* **Task to carry out**
Starting from the line that contains "The call MUST return, for every instance of the shrub", reproduce each line exactly through the end of the material, and include no other lines.

— BEGIN —

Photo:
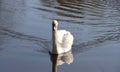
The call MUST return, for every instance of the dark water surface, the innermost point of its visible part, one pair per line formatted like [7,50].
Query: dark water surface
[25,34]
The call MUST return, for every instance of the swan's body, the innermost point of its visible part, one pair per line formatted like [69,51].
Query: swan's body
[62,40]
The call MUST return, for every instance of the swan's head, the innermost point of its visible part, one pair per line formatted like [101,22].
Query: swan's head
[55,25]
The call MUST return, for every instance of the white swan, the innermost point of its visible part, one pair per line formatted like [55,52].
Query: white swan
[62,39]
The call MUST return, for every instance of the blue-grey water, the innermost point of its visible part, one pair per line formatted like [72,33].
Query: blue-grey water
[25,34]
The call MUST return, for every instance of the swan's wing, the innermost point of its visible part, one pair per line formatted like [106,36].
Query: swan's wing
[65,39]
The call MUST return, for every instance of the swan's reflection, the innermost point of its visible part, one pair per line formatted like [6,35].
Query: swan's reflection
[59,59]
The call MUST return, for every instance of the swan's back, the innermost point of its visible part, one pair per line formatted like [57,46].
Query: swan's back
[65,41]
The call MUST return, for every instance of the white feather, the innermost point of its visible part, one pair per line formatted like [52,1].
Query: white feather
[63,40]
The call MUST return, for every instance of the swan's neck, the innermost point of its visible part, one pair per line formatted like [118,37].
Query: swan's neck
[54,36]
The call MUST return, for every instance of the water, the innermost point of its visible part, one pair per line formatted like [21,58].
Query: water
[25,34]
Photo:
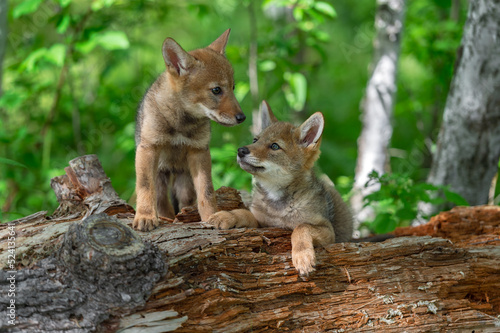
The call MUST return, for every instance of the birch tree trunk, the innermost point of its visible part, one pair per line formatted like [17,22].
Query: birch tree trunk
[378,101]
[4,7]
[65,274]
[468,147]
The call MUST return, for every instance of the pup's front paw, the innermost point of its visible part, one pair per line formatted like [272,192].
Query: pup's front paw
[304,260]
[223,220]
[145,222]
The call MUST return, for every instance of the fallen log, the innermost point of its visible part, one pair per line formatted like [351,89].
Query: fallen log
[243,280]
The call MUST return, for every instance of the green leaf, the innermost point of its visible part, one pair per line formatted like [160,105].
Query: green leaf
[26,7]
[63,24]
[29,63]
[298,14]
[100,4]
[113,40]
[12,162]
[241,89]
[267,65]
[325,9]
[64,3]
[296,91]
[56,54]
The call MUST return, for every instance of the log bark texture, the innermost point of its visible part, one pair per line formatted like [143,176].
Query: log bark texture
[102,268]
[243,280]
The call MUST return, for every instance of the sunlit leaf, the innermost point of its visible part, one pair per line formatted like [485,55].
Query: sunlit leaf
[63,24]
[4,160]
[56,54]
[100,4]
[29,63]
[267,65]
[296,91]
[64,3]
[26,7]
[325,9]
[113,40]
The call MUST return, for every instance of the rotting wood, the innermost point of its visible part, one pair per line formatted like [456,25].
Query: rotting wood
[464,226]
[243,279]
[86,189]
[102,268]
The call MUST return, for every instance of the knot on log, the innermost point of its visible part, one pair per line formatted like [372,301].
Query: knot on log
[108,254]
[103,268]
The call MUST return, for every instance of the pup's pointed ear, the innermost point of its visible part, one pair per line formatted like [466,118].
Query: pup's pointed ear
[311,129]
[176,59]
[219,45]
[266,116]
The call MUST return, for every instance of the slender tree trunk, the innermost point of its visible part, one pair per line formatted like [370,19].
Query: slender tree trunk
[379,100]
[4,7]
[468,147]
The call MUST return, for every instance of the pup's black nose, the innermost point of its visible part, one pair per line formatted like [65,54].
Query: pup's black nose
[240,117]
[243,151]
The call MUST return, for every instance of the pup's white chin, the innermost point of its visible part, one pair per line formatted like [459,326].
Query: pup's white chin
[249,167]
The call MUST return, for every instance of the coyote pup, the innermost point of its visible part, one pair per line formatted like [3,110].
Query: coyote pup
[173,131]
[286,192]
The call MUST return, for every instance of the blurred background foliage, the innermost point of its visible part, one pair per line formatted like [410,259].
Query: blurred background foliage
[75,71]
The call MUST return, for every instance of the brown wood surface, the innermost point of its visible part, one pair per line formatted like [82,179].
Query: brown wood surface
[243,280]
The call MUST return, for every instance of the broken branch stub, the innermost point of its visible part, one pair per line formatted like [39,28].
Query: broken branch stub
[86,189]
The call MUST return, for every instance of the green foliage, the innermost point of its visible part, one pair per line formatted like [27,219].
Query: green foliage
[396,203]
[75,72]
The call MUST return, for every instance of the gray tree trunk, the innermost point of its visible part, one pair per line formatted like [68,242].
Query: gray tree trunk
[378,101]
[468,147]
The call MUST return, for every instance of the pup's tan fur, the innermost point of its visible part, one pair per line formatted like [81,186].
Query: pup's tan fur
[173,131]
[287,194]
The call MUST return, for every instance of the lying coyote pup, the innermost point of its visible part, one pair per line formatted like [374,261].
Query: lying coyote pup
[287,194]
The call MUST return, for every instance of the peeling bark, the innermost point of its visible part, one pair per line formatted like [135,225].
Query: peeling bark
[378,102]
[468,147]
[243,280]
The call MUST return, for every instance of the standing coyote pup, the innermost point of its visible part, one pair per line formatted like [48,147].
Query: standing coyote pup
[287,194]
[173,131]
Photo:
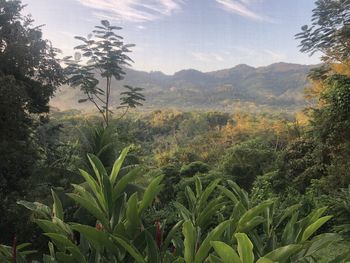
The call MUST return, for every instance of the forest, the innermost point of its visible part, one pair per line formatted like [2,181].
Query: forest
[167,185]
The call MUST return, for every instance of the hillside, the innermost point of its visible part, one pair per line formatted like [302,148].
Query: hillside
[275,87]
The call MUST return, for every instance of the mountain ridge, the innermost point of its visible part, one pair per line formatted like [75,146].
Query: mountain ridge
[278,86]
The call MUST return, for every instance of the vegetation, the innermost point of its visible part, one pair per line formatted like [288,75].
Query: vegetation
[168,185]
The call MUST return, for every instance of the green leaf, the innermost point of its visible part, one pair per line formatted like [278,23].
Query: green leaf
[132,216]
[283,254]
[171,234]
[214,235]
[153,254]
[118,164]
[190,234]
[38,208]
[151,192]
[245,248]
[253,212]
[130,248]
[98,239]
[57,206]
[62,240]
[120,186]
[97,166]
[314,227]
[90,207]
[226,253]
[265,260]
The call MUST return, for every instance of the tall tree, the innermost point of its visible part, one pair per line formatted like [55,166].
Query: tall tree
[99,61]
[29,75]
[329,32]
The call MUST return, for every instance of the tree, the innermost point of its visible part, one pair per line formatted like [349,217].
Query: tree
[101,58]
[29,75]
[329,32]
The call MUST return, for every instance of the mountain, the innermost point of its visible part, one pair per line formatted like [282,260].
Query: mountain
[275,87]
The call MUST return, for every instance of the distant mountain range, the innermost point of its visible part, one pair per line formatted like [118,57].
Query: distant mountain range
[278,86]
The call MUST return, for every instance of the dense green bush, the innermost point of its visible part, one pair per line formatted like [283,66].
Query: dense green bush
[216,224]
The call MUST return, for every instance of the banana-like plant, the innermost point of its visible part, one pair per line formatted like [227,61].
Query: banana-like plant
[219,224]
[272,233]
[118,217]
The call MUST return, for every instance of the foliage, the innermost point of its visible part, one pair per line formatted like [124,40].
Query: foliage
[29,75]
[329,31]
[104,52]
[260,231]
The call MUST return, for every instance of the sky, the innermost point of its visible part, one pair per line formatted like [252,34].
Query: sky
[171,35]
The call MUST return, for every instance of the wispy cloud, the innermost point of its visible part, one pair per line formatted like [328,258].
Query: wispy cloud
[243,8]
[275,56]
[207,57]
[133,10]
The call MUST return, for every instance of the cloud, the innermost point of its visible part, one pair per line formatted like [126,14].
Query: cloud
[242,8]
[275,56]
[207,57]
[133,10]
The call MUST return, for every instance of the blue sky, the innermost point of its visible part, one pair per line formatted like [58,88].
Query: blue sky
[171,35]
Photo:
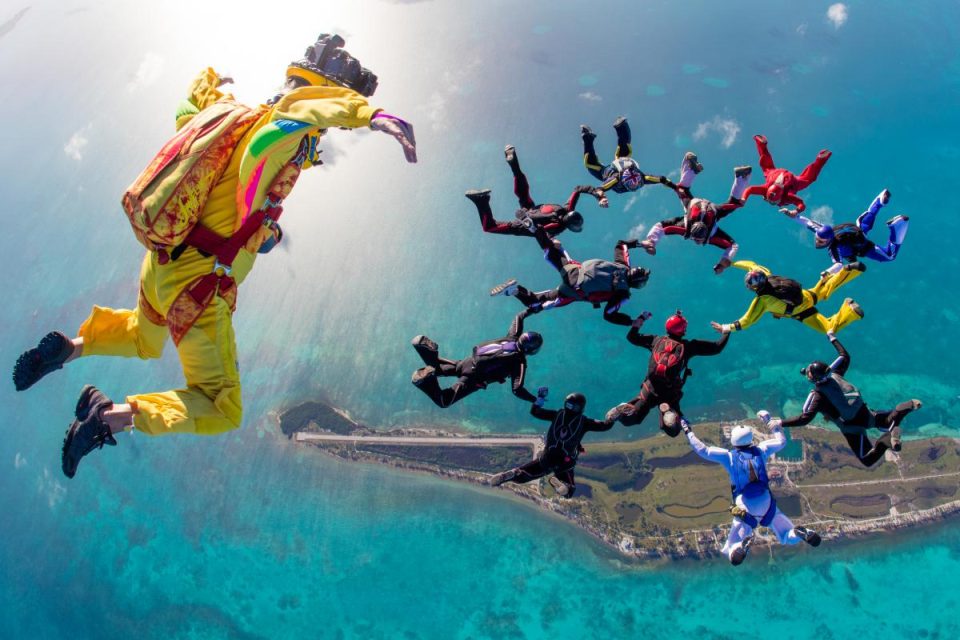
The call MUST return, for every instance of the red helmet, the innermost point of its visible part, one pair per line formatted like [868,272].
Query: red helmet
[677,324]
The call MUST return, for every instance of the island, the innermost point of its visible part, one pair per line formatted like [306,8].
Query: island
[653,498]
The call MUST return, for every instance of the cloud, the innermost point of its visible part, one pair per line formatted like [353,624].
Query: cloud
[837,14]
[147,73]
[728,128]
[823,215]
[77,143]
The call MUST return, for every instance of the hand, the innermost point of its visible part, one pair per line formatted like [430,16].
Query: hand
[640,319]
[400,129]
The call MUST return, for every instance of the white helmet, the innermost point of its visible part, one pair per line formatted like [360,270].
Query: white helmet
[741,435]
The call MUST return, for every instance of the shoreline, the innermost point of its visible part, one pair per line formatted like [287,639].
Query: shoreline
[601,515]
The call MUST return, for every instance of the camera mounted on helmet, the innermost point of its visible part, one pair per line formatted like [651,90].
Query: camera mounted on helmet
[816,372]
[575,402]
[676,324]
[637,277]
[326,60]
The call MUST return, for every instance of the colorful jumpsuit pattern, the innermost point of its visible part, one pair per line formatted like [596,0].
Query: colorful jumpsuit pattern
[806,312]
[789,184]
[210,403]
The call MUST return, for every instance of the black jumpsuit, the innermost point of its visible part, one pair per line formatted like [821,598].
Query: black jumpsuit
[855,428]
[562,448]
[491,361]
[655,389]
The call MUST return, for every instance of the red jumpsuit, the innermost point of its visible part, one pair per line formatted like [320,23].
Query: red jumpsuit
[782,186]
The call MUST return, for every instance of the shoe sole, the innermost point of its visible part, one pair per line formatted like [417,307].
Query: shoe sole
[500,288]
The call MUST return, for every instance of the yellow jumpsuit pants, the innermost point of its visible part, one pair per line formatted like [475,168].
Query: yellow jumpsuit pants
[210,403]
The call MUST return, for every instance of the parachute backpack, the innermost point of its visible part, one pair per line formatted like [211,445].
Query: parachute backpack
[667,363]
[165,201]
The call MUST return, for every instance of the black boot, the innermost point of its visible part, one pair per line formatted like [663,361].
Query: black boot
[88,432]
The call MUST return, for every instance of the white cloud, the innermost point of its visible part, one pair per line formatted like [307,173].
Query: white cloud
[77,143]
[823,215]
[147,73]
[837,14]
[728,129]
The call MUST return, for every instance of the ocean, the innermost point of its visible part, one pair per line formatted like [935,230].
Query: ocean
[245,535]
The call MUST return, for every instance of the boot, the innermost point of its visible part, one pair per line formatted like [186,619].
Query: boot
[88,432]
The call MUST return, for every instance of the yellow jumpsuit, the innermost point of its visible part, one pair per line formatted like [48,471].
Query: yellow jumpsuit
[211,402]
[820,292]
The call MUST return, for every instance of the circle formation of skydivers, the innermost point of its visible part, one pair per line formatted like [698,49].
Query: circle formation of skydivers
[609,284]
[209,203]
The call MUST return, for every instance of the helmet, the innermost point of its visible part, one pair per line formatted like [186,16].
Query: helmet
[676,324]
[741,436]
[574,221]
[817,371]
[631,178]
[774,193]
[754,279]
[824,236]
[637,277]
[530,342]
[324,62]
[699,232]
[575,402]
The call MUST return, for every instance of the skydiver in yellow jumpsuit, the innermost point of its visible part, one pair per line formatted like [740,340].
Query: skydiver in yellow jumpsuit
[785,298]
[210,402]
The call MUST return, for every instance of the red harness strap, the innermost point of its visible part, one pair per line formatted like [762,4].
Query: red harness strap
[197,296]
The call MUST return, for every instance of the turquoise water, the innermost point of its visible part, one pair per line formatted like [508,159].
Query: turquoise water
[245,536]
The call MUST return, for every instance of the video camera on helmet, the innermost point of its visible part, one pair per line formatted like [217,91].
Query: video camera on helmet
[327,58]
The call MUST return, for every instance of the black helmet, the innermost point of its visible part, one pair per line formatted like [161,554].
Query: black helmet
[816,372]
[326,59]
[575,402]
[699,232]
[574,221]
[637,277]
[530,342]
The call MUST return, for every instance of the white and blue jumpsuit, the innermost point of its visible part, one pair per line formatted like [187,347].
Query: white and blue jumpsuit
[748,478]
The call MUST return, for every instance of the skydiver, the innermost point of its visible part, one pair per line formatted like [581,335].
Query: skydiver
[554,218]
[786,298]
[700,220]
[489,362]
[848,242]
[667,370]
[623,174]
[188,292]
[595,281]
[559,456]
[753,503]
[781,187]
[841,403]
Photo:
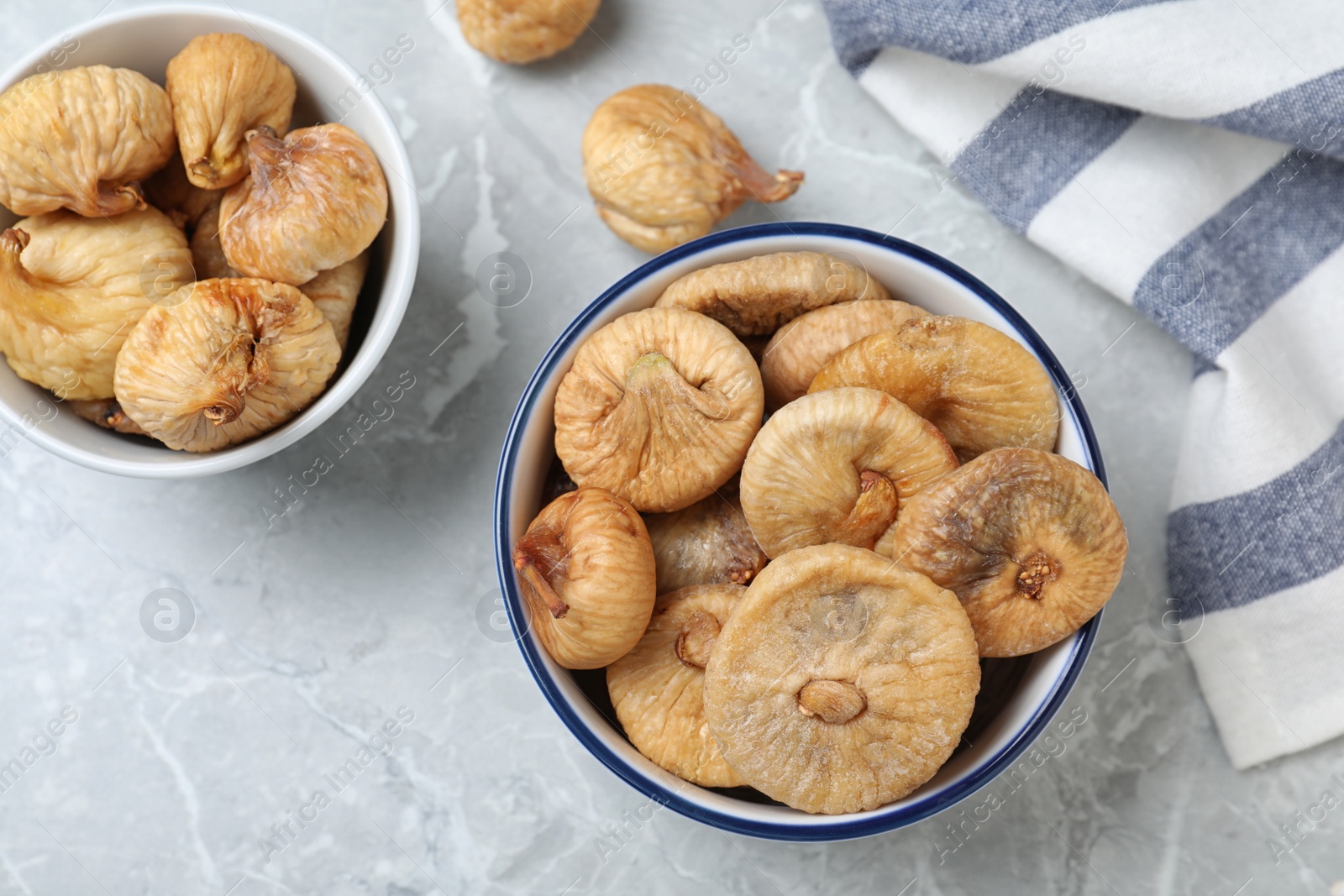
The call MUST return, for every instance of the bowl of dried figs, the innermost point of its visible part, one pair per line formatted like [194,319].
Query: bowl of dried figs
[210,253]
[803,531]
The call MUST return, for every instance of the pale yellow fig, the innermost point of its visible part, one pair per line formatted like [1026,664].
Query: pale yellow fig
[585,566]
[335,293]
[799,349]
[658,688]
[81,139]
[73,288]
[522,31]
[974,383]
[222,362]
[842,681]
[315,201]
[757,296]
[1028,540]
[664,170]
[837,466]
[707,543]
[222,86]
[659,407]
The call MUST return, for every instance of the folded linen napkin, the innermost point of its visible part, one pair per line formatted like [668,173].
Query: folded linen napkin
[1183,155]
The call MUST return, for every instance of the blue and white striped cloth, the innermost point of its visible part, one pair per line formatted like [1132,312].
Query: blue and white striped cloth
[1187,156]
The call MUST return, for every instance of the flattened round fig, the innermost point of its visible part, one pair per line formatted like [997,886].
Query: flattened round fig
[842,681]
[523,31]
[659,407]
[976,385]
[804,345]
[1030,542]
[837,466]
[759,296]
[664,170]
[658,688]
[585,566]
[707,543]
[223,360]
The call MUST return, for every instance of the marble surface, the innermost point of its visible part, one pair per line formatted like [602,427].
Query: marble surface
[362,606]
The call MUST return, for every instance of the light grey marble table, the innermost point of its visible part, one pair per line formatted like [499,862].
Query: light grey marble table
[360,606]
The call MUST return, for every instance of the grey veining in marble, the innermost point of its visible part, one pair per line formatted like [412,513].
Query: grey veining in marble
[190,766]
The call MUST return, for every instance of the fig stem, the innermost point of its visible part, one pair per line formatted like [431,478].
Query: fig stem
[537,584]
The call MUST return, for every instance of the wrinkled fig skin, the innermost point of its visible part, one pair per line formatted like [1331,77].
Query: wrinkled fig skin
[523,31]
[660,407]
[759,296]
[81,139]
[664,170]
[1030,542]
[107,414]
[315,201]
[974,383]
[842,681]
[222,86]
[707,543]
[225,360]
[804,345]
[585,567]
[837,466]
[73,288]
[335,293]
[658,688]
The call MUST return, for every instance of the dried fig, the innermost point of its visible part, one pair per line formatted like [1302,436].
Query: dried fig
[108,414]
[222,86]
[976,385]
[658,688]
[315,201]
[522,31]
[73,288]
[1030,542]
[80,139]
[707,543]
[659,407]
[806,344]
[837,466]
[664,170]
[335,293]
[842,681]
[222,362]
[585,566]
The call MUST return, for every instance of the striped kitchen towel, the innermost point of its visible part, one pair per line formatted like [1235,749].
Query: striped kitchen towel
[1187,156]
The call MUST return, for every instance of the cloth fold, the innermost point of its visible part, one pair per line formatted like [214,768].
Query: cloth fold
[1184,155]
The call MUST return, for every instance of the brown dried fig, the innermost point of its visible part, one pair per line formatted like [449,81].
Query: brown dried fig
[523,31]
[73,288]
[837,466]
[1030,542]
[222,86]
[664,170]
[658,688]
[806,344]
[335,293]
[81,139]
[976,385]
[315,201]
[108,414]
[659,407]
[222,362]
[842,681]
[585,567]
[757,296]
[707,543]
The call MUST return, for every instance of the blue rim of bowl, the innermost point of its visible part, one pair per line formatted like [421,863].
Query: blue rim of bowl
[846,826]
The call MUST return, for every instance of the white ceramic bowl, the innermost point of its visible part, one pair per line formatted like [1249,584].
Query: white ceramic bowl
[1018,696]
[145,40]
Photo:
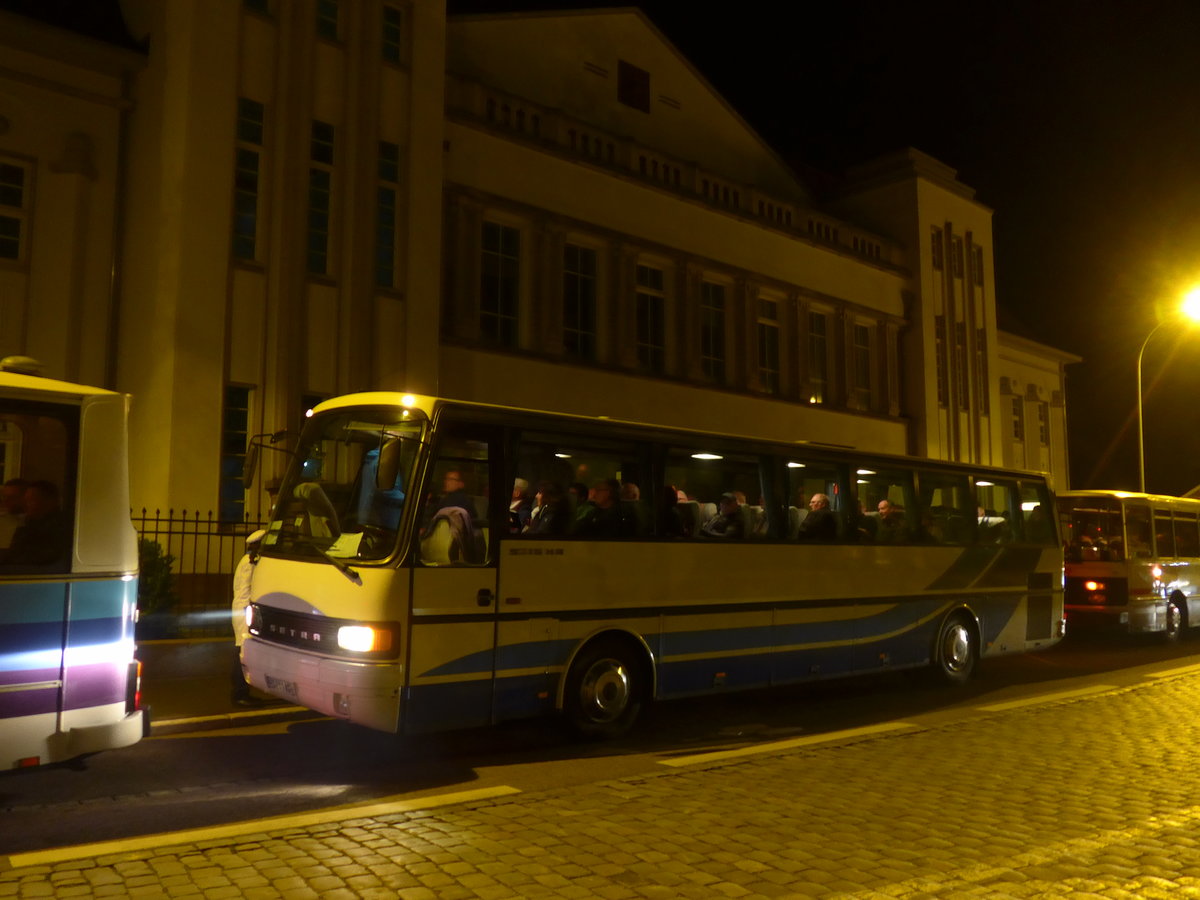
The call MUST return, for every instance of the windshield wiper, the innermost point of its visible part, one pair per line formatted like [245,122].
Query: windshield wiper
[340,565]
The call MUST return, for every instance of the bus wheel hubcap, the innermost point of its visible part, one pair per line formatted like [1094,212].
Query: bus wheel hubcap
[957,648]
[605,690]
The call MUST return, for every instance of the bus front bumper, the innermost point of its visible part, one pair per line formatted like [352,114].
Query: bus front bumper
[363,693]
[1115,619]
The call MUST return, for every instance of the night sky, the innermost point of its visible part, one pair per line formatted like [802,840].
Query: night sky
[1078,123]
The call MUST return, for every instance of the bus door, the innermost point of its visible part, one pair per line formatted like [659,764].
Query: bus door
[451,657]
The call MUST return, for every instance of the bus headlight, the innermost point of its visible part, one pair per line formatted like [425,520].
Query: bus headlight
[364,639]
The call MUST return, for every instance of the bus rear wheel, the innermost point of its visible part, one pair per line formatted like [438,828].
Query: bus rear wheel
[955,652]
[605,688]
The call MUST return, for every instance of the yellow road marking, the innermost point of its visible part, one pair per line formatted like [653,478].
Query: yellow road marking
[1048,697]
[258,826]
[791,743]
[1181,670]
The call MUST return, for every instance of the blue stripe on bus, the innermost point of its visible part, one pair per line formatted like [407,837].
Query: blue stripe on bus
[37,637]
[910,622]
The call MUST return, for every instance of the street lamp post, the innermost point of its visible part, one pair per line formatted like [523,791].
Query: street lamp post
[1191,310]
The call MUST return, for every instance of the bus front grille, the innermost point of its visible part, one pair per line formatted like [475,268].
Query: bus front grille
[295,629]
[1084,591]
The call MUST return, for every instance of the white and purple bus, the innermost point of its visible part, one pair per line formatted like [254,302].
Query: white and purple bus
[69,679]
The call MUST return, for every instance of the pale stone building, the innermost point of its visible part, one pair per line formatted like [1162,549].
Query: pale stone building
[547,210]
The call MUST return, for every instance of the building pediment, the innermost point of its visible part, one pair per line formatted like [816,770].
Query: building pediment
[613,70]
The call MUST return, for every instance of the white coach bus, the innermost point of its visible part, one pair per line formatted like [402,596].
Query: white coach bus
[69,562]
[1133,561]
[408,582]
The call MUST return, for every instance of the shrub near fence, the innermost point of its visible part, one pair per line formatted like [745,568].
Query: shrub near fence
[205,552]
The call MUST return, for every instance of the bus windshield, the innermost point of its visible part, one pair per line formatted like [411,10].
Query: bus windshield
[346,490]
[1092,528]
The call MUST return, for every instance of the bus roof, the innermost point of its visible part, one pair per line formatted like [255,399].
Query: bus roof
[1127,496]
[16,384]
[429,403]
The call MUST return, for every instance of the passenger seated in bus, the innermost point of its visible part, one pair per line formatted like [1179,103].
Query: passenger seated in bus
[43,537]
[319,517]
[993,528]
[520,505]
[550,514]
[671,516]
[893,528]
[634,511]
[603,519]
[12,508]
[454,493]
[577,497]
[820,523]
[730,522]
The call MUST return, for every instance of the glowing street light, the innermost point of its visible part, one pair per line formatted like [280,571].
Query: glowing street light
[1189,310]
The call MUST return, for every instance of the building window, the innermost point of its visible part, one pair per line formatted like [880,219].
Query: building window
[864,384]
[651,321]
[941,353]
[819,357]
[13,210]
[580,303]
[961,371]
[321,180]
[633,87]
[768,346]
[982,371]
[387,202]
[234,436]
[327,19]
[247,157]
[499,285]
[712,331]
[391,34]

— END —

* **Result**
The call MUST return, for every instance of the shrub near fence, the innermost point of its visible part, one pair per line formatted like [745,568].
Query: shrub near fence
[205,552]
The call MUST return, for every instance of the bus windshield, the innermost point of its visible part, one pair per line formatted like [411,10].
Query: bus windshield
[346,490]
[1092,528]
The call MUST return, for every instance of the bus roof, the innermost point of its visible part, one pair per line formatted like [255,399].
Query: bus roof
[1127,496]
[16,384]
[429,403]
The call MUST return, for every instance of the passenger seated in bus, the innermost point of its visible part, one pair per line formatted like [1179,103].
Query: passenger seated in bus
[43,537]
[319,517]
[993,528]
[520,505]
[550,514]
[671,516]
[893,528]
[634,511]
[603,519]
[12,508]
[454,493]
[577,497]
[820,523]
[730,522]
The call MUST return, for every instance of the glowing street light, the innermost point of its visible part, one pair per line formatted like [280,571].
Query: glowing street light
[1189,310]
The call MUST return, for every instance of the building window, the innermost point of its visible part, one pair per line formatted like [880,219].
Query: building window
[864,384]
[651,321]
[941,353]
[819,357]
[13,210]
[580,303]
[961,371]
[321,180]
[633,87]
[768,346]
[982,371]
[387,202]
[234,436]
[327,19]
[247,157]
[499,285]
[712,331]
[391,34]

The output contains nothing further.